**Texte fourni:**

%%

Nadja Anane : « Zérostérone n’est pas une série revendicatrice »

Nadja Anane : « Zérostérone n’est pas une série revendicatrice »

27 novembre 2018
Création numérique
Nadja Anane sur le tournage de Zérostérone
Nadja Anane sur le tournage de Zérostérone Elliot

Un monde sans les hommes. C’est ce qu’ont imaginé Eléonore Costes, Sandy Lobry, Marion Seclin et Nadja Anane dans Zérostérone, une websérie produite par La Dame de Cœur pour Studio 4, la plateforme de France Télévisions Nouvelles Ecritures. Quelques jours après la fin du tournage, Nadja Anane est revenue pour le CNC sur la naissance de cette fiction d’anticipation.


Comment est née l’idée de Zérostérone ?

%%

**Consigne 1:**
Recopiez le passage du texte fourni allant de « Un monde sans » jusqu'à « de Zérostérone ? », en remplaçant « Studio 4 » par « Slash ».
**Consigne 2:**
D'après le texte fourni, pour quelle plateforme la websérie Zérostérone a-t-elle été produite ?
**Consigne 3:**
Résumez le texte fourni en deux phrases.

**Lignes d'étiquetage de régions:**
%%

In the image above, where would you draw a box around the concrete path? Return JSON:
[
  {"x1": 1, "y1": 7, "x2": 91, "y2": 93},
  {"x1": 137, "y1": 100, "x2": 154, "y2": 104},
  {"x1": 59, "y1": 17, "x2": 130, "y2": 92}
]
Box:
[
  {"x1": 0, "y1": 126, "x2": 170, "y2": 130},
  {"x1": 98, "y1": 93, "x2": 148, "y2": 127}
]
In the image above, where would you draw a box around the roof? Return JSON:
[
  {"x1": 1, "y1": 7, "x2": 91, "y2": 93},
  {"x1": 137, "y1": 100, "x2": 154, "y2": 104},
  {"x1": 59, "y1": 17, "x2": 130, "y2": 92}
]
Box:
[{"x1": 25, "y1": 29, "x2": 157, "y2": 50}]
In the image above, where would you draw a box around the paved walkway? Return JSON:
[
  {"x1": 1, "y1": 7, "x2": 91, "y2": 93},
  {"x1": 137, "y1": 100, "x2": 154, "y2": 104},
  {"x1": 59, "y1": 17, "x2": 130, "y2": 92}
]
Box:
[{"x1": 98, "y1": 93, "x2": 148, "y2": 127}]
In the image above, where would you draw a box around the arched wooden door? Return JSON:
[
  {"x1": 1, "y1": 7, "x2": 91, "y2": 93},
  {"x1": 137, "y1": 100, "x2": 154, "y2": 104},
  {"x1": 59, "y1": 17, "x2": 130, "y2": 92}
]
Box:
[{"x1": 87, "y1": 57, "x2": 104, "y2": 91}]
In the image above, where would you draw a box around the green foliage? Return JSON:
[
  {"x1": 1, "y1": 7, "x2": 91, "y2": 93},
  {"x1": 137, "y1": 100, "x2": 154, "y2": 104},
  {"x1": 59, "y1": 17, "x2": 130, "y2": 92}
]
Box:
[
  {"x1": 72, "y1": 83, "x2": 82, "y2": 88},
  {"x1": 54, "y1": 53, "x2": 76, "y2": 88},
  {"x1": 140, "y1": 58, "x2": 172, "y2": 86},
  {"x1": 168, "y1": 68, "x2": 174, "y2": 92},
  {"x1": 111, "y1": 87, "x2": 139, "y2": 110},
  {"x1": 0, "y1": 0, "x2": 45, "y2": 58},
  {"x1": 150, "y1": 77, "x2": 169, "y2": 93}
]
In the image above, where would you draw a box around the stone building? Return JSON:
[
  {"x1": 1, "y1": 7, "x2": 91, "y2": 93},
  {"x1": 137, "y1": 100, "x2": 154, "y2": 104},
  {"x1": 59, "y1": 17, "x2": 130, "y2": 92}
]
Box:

%%

**Solution 1:**
Un monde sans les hommes. C’est ce qu’ont imaginé Eléonore Costes, Sandy Lobry, Marion Seclin et Nadja Anane dans Zérostérone, une websérie produite par La Dame de Cœur pour Slash, la plateforme de France Télévisions Nouvelles Ecritures. Quelques jours après la fin du tournage, Nadja Anane est revenue pour le CNC sur la naissance de cette fiction d’anticipation.


Comment est née l’idée de Zérostérone ?

**Solution 2:**
Pour Studio 4, la plateforme de France Télévisions Nouvelles Ecritures.

**Solution 3:**
Zérostérone est une websérie d'anticipation qui imagine un monde sans les hommes, conçue par Eléonore Costes, Sandy Lobry, Marion Seclin et Nadja Anane, et produite par La Dame de Cœur pour Studio 4, la plateforme de France Télévisions Nouvelles Ecritures. Quelques jours après la fin du tournage, Nadja Anane est revenue pour le CNC sur la naissance de cette fiction, qu'elle décrit comme une série non revendicatrice.